- Task brief
From the line that includes "Task: mark one point on every instance of the orange" to the last line of the records, inclusive, repeat each line exactly.

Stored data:

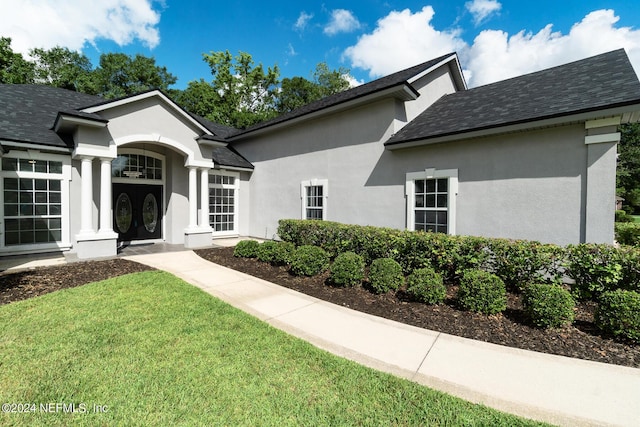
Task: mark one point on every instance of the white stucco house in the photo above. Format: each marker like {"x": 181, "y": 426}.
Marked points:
{"x": 533, "y": 157}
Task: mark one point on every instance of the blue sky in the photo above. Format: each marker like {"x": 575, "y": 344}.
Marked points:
{"x": 495, "y": 39}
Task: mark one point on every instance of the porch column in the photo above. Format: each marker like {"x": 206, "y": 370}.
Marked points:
{"x": 193, "y": 198}
{"x": 105, "y": 196}
{"x": 204, "y": 198}
{"x": 86, "y": 196}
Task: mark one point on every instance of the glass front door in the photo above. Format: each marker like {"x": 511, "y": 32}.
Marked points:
{"x": 137, "y": 211}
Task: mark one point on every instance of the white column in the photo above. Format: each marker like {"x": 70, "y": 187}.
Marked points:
{"x": 204, "y": 198}
{"x": 193, "y": 198}
{"x": 86, "y": 199}
{"x": 105, "y": 196}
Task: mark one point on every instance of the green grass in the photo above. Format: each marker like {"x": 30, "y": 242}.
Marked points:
{"x": 157, "y": 351}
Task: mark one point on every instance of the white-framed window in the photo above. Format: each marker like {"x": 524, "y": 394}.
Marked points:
{"x": 34, "y": 201}
{"x": 224, "y": 189}
{"x": 431, "y": 200}
{"x": 314, "y": 194}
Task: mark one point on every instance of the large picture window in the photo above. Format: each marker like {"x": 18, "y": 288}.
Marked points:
{"x": 33, "y": 189}
{"x": 223, "y": 202}
{"x": 314, "y": 195}
{"x": 431, "y": 200}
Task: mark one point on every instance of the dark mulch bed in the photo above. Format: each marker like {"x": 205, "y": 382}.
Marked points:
{"x": 582, "y": 340}
{"x": 39, "y": 281}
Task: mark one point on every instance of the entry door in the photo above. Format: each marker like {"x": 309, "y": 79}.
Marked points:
{"x": 137, "y": 211}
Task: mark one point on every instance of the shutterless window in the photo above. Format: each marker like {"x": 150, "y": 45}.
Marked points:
{"x": 431, "y": 205}
{"x": 314, "y": 202}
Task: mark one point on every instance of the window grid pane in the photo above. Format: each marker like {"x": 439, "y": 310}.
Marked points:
{"x": 32, "y": 211}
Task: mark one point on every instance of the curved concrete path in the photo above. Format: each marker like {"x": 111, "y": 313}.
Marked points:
{"x": 556, "y": 389}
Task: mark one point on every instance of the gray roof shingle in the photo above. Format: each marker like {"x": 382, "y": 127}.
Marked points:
{"x": 372, "y": 87}
{"x": 602, "y": 81}
{"x": 28, "y": 112}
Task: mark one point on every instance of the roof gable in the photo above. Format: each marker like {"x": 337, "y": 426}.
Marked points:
{"x": 592, "y": 84}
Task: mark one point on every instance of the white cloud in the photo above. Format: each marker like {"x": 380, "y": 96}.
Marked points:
{"x": 482, "y": 9}
{"x": 403, "y": 39}
{"x": 495, "y": 55}
{"x": 73, "y": 23}
{"x": 302, "y": 21}
{"x": 400, "y": 40}
{"x": 342, "y": 21}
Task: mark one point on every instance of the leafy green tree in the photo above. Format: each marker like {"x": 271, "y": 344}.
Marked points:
{"x": 628, "y": 172}
{"x": 13, "y": 67}
{"x": 121, "y": 75}
{"x": 61, "y": 67}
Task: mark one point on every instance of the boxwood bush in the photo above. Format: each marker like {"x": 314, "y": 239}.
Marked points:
{"x": 347, "y": 269}
{"x": 246, "y": 249}
{"x": 482, "y": 292}
{"x": 548, "y": 306}
{"x": 618, "y": 313}
{"x": 385, "y": 275}
{"x": 309, "y": 260}
{"x": 425, "y": 285}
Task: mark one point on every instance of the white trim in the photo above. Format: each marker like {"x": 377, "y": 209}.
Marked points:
{"x": 606, "y": 137}
{"x": 430, "y": 173}
{"x": 324, "y": 183}
{"x": 143, "y": 96}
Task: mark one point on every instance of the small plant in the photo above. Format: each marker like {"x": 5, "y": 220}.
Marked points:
{"x": 425, "y": 285}
{"x": 619, "y": 314}
{"x": 246, "y": 249}
{"x": 347, "y": 269}
{"x": 309, "y": 260}
{"x": 482, "y": 292}
{"x": 548, "y": 306}
{"x": 385, "y": 275}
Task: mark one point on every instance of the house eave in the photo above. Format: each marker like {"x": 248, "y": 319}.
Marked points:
{"x": 627, "y": 114}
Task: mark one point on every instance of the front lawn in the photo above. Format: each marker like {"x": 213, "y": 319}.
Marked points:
{"x": 150, "y": 349}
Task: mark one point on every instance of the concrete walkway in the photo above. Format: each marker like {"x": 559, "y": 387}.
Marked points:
{"x": 556, "y": 389}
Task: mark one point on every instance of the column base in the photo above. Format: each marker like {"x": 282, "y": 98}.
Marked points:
{"x": 197, "y": 238}
{"x": 98, "y": 245}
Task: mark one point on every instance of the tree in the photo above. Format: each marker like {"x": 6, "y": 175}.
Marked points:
{"x": 61, "y": 67}
{"x": 120, "y": 75}
{"x": 298, "y": 91}
{"x": 628, "y": 171}
{"x": 13, "y": 67}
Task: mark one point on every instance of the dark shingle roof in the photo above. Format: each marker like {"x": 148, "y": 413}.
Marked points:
{"x": 28, "y": 112}
{"x": 602, "y": 81}
{"x": 378, "y": 85}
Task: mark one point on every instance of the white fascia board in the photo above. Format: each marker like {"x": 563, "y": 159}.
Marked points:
{"x": 519, "y": 127}
{"x": 142, "y": 96}
{"x": 458, "y": 79}
{"x": 402, "y": 91}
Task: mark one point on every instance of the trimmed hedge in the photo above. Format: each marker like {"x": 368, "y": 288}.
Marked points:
{"x": 385, "y": 275}
{"x": 246, "y": 249}
{"x": 548, "y": 306}
{"x": 482, "y": 292}
{"x": 309, "y": 260}
{"x": 619, "y": 314}
{"x": 425, "y": 285}
{"x": 347, "y": 269}
{"x": 595, "y": 268}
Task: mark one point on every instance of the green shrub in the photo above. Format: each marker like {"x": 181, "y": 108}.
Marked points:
{"x": 548, "y": 306}
{"x": 622, "y": 216}
{"x": 246, "y": 249}
{"x": 596, "y": 268}
{"x": 619, "y": 314}
{"x": 482, "y": 292}
{"x": 425, "y": 285}
{"x": 347, "y": 269}
{"x": 385, "y": 275}
{"x": 628, "y": 233}
{"x": 309, "y": 260}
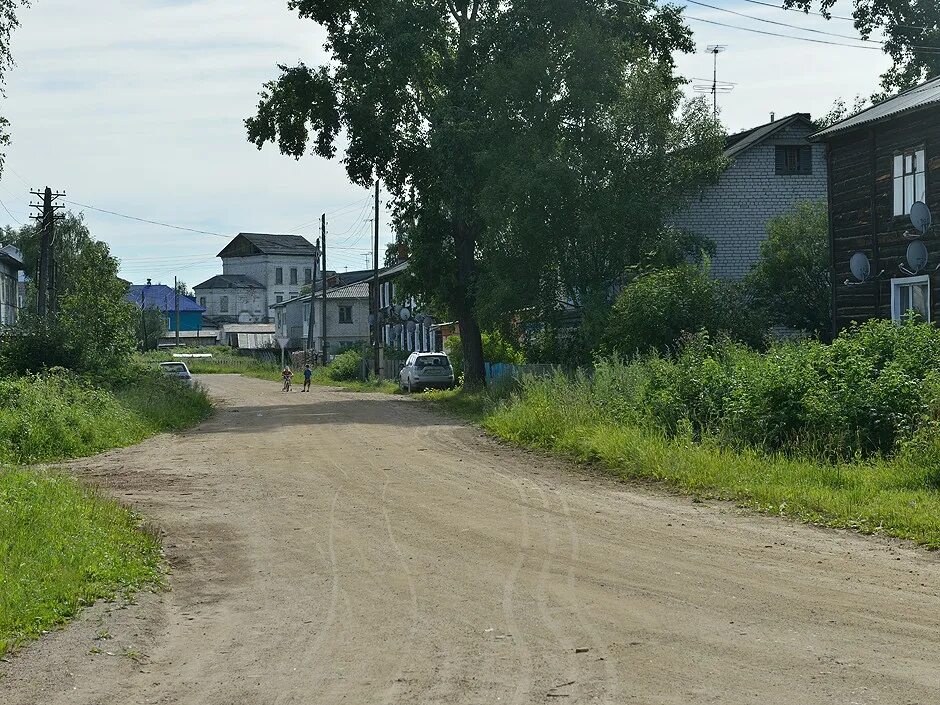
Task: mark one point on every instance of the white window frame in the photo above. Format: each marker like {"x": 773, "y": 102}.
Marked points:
{"x": 908, "y": 185}
{"x": 896, "y": 284}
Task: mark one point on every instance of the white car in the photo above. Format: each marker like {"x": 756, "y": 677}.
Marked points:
{"x": 426, "y": 370}
{"x": 177, "y": 370}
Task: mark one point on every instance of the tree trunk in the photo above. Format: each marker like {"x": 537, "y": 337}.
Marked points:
{"x": 474, "y": 373}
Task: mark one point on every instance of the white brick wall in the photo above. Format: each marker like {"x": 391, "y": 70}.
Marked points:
{"x": 734, "y": 213}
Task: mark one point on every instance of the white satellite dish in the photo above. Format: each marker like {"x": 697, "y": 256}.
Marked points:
{"x": 921, "y": 218}
{"x": 860, "y": 266}
{"x": 916, "y": 256}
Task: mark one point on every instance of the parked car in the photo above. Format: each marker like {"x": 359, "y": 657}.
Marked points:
{"x": 177, "y": 370}
{"x": 426, "y": 370}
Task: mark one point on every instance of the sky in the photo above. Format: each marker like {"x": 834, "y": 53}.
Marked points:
{"x": 137, "y": 107}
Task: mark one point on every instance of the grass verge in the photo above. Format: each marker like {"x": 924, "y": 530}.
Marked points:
{"x": 62, "y": 546}
{"x": 897, "y": 497}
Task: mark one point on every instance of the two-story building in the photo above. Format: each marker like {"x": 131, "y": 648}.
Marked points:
{"x": 347, "y": 318}
{"x": 11, "y": 262}
{"x": 773, "y": 168}
{"x": 884, "y": 174}
{"x": 259, "y": 270}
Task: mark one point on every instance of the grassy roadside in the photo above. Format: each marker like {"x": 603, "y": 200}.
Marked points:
{"x": 62, "y": 546}
{"x": 896, "y": 497}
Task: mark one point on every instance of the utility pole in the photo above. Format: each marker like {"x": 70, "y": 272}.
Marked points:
{"x": 311, "y": 316}
{"x": 323, "y": 303}
{"x": 376, "y": 322}
{"x": 176, "y": 290}
{"x": 45, "y": 280}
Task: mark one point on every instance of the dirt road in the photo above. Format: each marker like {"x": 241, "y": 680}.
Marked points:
{"x": 341, "y": 548}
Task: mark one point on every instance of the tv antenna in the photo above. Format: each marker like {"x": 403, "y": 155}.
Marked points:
{"x": 716, "y": 86}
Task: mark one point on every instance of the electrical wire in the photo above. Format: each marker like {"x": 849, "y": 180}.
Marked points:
{"x": 145, "y": 220}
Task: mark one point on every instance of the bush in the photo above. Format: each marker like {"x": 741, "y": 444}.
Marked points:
{"x": 657, "y": 309}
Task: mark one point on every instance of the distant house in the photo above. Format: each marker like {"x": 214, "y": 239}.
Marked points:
{"x": 773, "y": 168}
{"x": 404, "y": 325}
{"x": 347, "y": 318}
{"x": 11, "y": 263}
{"x": 163, "y": 298}
{"x": 882, "y": 161}
{"x": 258, "y": 271}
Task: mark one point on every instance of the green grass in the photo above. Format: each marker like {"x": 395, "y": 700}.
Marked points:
{"x": 63, "y": 546}
{"x": 896, "y": 497}
{"x": 54, "y": 416}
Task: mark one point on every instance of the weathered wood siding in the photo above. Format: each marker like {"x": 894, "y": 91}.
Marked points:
{"x": 861, "y": 205}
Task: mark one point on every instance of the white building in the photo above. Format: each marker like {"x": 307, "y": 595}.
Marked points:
{"x": 258, "y": 271}
{"x": 11, "y": 262}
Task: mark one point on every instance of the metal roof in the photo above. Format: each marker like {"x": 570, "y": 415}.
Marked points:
{"x": 161, "y": 297}
{"x": 273, "y": 244}
{"x": 921, "y": 96}
{"x": 230, "y": 281}
{"x": 742, "y": 141}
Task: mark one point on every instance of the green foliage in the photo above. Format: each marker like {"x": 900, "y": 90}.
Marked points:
{"x": 62, "y": 546}
{"x": 446, "y": 103}
{"x": 911, "y": 31}
{"x": 496, "y": 348}
{"x": 655, "y": 311}
{"x": 57, "y": 415}
{"x": 791, "y": 281}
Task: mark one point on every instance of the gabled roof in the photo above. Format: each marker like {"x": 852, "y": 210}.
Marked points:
{"x": 230, "y": 281}
{"x": 357, "y": 290}
{"x": 160, "y": 296}
{"x": 248, "y": 244}
{"x": 742, "y": 141}
{"x": 922, "y": 96}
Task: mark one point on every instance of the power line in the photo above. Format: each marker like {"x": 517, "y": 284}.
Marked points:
{"x": 145, "y": 220}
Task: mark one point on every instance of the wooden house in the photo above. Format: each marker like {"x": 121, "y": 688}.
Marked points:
{"x": 882, "y": 161}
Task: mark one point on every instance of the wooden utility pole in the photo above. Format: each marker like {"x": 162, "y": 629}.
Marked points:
{"x": 176, "y": 290}
{"x": 376, "y": 322}
{"x": 311, "y": 316}
{"x": 326, "y": 346}
{"x": 45, "y": 278}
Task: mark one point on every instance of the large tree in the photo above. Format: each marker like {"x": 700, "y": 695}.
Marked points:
{"x": 912, "y": 35}
{"x": 445, "y": 99}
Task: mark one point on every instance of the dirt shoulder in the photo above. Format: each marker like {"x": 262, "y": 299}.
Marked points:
{"x": 339, "y": 547}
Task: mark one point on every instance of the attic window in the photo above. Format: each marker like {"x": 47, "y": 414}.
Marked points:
{"x": 794, "y": 159}
{"x": 910, "y": 179}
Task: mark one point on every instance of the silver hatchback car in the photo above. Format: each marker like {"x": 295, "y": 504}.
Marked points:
{"x": 426, "y": 371}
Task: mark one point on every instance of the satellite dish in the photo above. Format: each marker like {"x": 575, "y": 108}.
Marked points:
{"x": 920, "y": 216}
{"x": 860, "y": 266}
{"x": 917, "y": 256}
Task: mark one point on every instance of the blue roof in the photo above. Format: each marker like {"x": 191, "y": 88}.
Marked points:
{"x": 160, "y": 296}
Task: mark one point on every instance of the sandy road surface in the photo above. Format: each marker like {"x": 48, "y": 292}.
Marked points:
{"x": 343, "y": 548}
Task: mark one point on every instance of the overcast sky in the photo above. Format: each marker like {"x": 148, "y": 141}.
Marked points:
{"x": 137, "y": 106}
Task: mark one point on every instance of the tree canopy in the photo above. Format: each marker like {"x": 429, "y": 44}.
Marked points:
{"x": 912, "y": 35}
{"x": 514, "y": 136}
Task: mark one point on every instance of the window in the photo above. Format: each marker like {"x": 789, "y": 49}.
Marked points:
{"x": 910, "y": 179}
{"x": 792, "y": 159}
{"x": 910, "y": 294}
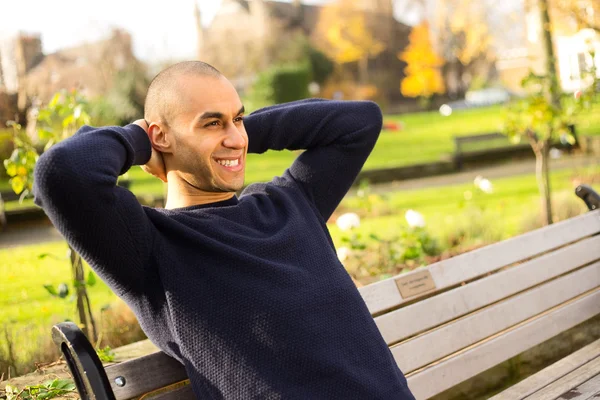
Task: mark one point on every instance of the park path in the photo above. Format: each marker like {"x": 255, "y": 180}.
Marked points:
{"x": 44, "y": 232}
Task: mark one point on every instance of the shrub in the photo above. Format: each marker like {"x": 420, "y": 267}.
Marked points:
{"x": 280, "y": 84}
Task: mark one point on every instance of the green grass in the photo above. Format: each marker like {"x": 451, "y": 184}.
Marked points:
{"x": 424, "y": 137}
{"x": 29, "y": 311}
{"x": 514, "y": 202}
{"x": 23, "y": 299}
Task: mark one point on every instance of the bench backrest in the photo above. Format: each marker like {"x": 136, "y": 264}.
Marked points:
{"x": 453, "y": 319}
{"x": 461, "y": 316}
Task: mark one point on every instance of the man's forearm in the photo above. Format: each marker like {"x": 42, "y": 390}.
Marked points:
{"x": 312, "y": 123}
{"x": 75, "y": 184}
{"x": 338, "y": 136}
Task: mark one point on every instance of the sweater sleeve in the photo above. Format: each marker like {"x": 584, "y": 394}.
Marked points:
{"x": 75, "y": 182}
{"x": 338, "y": 136}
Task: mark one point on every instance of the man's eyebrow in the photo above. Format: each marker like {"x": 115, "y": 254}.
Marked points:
{"x": 216, "y": 114}
{"x": 210, "y": 114}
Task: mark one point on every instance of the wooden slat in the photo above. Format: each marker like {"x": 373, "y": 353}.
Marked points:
{"x": 384, "y": 295}
{"x": 550, "y": 374}
{"x": 468, "y": 363}
{"x": 462, "y": 300}
{"x": 182, "y": 393}
{"x": 460, "y": 334}
{"x": 587, "y": 391}
{"x": 145, "y": 374}
{"x": 568, "y": 382}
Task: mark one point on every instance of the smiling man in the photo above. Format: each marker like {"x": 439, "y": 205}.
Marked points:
{"x": 246, "y": 292}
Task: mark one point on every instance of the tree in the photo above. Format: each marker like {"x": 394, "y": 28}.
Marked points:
{"x": 463, "y": 40}
{"x": 63, "y": 116}
{"x": 342, "y": 33}
{"x": 586, "y": 13}
{"x": 543, "y": 117}
{"x": 423, "y": 76}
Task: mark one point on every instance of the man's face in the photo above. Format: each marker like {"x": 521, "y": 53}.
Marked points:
{"x": 210, "y": 142}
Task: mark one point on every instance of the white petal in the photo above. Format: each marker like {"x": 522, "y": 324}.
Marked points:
{"x": 348, "y": 221}
{"x": 414, "y": 219}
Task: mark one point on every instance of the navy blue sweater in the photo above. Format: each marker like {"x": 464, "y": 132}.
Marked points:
{"x": 247, "y": 293}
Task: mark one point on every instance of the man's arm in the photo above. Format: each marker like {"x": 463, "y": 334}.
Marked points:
{"x": 75, "y": 183}
{"x": 338, "y": 136}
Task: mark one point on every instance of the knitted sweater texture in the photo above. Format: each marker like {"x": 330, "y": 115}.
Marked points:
{"x": 247, "y": 293}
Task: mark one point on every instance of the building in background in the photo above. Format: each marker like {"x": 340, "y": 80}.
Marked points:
{"x": 247, "y": 36}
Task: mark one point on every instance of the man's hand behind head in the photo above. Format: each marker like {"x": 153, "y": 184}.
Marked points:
{"x": 156, "y": 165}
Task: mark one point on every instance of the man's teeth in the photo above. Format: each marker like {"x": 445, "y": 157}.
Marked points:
{"x": 229, "y": 163}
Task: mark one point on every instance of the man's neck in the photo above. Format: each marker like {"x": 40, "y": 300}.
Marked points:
{"x": 185, "y": 196}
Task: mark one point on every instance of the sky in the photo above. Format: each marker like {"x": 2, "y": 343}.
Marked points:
{"x": 161, "y": 30}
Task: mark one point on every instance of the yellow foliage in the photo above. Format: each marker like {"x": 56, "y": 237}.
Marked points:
{"x": 349, "y": 90}
{"x": 343, "y": 35}
{"x": 463, "y": 26}
{"x": 423, "y": 76}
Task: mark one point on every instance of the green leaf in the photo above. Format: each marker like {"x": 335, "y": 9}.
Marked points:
{"x": 63, "y": 290}
{"x": 51, "y": 290}
{"x": 11, "y": 168}
{"x": 91, "y": 281}
{"x": 18, "y": 184}
{"x": 54, "y": 100}
{"x": 68, "y": 120}
{"x": 45, "y": 133}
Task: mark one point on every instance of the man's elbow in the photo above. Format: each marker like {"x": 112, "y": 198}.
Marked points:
{"x": 373, "y": 117}
{"x": 50, "y": 170}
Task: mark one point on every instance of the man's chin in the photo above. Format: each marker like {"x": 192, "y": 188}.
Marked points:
{"x": 231, "y": 186}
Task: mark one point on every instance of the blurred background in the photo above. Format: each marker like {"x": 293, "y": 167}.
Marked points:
{"x": 491, "y": 118}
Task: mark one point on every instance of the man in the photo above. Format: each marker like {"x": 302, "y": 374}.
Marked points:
{"x": 246, "y": 292}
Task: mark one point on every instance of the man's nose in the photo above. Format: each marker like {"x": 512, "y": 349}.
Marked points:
{"x": 235, "y": 139}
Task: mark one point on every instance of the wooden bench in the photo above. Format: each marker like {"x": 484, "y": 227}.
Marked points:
{"x": 576, "y": 376}
{"x": 483, "y": 146}
{"x": 444, "y": 323}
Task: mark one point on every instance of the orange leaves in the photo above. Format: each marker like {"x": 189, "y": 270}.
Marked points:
{"x": 423, "y": 76}
{"x": 343, "y": 33}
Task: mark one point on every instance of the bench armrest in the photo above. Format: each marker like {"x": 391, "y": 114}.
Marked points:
{"x": 589, "y": 196}
{"x": 84, "y": 364}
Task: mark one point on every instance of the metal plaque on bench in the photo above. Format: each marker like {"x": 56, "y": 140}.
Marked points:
{"x": 415, "y": 283}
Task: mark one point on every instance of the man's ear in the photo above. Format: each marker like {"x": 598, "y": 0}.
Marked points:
{"x": 159, "y": 137}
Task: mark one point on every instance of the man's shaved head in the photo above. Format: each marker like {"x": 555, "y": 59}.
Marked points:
{"x": 162, "y": 100}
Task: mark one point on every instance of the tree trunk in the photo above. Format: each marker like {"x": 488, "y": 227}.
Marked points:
{"x": 363, "y": 66}
{"x": 554, "y": 90}
{"x": 84, "y": 310}
{"x": 542, "y": 158}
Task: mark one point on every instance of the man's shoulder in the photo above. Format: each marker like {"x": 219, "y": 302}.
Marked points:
{"x": 284, "y": 185}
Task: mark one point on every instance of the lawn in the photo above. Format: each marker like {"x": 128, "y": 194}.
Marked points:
{"x": 424, "y": 137}
{"x": 27, "y": 311}
{"x": 511, "y": 209}
{"x": 25, "y": 305}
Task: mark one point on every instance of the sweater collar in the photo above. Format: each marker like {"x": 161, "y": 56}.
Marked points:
{"x": 225, "y": 203}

- Result of the task
Task: mark one point on every instance of the orange leaves in the photo above. Format: each marker like {"x": 189, "y": 270}.
Marked points:
{"x": 423, "y": 76}
{"x": 343, "y": 33}
Task: mark one point on every instance of the bench armrest in the photo above. Format: each marker like {"x": 391, "y": 114}.
Marked points:
{"x": 589, "y": 196}
{"x": 84, "y": 364}
Task: mark one point on every instance of the metal plaque on bench in the photo above. Format: each marker like {"x": 56, "y": 140}.
Marked points:
{"x": 415, "y": 283}
Task: mark one point on every instance of the man's ear in the photo above. Format: each marker like {"x": 598, "y": 0}.
Marked points:
{"x": 159, "y": 137}
Task: mark one point on every instance of the man's shaved head in the photo above. Format: each marker like {"x": 555, "y": 59}.
Marked points:
{"x": 162, "y": 100}
Task: mark one point on every instance of the tree trunk in the photo above. Format: each marker like {"x": 488, "y": 227}.
Marked points:
{"x": 363, "y": 66}
{"x": 554, "y": 90}
{"x": 84, "y": 310}
{"x": 542, "y": 158}
Task: mark one point on every instance of the man's shoulder in the photo above. Format: each marker like {"x": 219, "y": 302}.
Marked points:
{"x": 284, "y": 185}
Task: mark one point on every instance of the lawn in the photo above. Format: each marker like {"x": 128, "y": 194}.
Marked points:
{"x": 424, "y": 137}
{"x": 27, "y": 311}
{"x": 511, "y": 209}
{"x": 25, "y": 305}
Task: mark one point on every instance of the sweater collar in the photo above. Format: each marker like {"x": 161, "y": 56}.
Marked points:
{"x": 225, "y": 203}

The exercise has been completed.